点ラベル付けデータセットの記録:
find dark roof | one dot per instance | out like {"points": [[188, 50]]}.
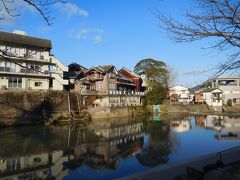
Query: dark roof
{"points": [[80, 67], [196, 88], [6, 37], [208, 90], [106, 67], [102, 69], [129, 71]]}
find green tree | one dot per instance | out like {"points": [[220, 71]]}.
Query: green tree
{"points": [[157, 75]]}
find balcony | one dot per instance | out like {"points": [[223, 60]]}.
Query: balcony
{"points": [[112, 93], [26, 58], [23, 71]]}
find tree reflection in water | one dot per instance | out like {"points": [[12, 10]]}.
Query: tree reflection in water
{"points": [[112, 148]]}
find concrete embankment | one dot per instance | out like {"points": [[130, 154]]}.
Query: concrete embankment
{"points": [[32, 107], [194, 109], [114, 112]]}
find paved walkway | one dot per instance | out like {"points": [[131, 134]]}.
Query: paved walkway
{"points": [[171, 171]]}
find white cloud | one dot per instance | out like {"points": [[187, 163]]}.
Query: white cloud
{"points": [[195, 71], [70, 10], [98, 39], [94, 34]]}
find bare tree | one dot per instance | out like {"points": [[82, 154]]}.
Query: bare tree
{"points": [[172, 76], [215, 20], [41, 6]]}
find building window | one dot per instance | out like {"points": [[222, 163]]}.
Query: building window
{"points": [[15, 82], [38, 84]]}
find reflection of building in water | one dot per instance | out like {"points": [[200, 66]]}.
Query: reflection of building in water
{"points": [[226, 128], [124, 141], [98, 148], [180, 125], [209, 121], [38, 166]]}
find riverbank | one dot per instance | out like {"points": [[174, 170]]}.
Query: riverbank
{"points": [[49, 107]]}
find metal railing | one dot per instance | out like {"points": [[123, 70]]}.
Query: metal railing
{"points": [[23, 70]]}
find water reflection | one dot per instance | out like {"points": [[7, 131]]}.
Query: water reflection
{"points": [[226, 128], [111, 148]]}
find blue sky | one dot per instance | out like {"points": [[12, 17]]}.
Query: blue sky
{"points": [[119, 32]]}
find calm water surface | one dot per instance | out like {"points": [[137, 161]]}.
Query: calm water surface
{"points": [[109, 149]]}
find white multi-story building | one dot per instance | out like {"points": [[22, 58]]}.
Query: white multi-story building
{"points": [[230, 87], [26, 63]]}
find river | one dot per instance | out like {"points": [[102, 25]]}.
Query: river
{"points": [[107, 149]]}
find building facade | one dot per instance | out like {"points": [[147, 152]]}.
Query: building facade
{"points": [[230, 87], [26, 63], [180, 94], [210, 96], [103, 86]]}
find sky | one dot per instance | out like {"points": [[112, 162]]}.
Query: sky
{"points": [[118, 32]]}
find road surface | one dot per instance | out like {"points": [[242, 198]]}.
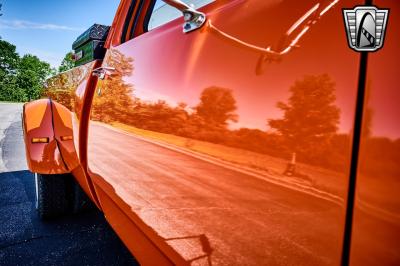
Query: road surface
{"points": [[25, 239]]}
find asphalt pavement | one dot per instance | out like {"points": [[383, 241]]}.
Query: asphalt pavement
{"points": [[84, 239]]}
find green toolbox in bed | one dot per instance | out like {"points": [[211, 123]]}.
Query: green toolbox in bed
{"points": [[89, 46]]}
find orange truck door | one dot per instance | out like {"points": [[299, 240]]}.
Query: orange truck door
{"points": [[229, 144]]}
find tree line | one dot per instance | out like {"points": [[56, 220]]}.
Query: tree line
{"points": [[22, 78]]}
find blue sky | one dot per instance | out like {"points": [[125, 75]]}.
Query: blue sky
{"points": [[47, 28]]}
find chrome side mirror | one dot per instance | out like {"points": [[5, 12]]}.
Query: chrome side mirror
{"points": [[193, 18]]}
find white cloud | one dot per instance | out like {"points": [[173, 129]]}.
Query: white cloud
{"points": [[23, 24]]}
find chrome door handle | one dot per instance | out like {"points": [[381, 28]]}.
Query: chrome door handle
{"points": [[102, 72], [193, 18]]}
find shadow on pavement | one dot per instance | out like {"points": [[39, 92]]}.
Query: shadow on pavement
{"points": [[84, 239]]}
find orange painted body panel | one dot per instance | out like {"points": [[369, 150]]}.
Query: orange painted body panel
{"points": [[376, 227], [214, 187], [231, 145], [44, 158], [55, 120]]}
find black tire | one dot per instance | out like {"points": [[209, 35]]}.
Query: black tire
{"points": [[52, 197]]}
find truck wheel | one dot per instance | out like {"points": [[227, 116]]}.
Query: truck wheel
{"points": [[81, 201], [51, 195]]}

■ **課題**
「find shadow on」を含む行から始め、リストの最後の行で終わるように、その範囲の行を一字も変えずに書き写してください。最初と最後の行も含めます。

■ **正解**
find shadow on pavement | one dot per instance | out like {"points": [[39, 92]]}.
Query: shadow on pavement
{"points": [[84, 239]]}
find orange painted body panel | one dot per instance | out like {"points": [[369, 150]]}.
Query: orange painted body panel
{"points": [[376, 227], [214, 187], [231, 145], [44, 158], [55, 120]]}
find black tire | one dot per instance | out like {"points": [[209, 35]]}.
Query: black tire
{"points": [[52, 197]]}
find truck wheel | one dot per instance | out like {"points": [[227, 116]]}.
Query: truck wheel
{"points": [[81, 201], [51, 195]]}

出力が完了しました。